▸ **Exercise instructions**
Format every line of the entries below as a JSON list of strings, one string per line, with blank lines omitted.

Source records:
• • • • • • •

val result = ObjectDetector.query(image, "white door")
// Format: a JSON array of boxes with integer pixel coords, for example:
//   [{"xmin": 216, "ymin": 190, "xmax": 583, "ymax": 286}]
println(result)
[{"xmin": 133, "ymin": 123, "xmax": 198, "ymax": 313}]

• • • • • • •

▸ **Result of this task**
[
  "val result = ObjectDetector.query(image, \"white door\")",
  "// Format: a JSON array of boxes with integer pixel coords, for example:",
  "//   [{\"xmin\": 216, \"ymin\": 190, \"xmax\": 583, \"ymax\": 286}]",
  "println(result)",
  "[{\"xmin\": 133, \"ymin\": 123, \"xmax\": 198, \"ymax\": 313}]"
]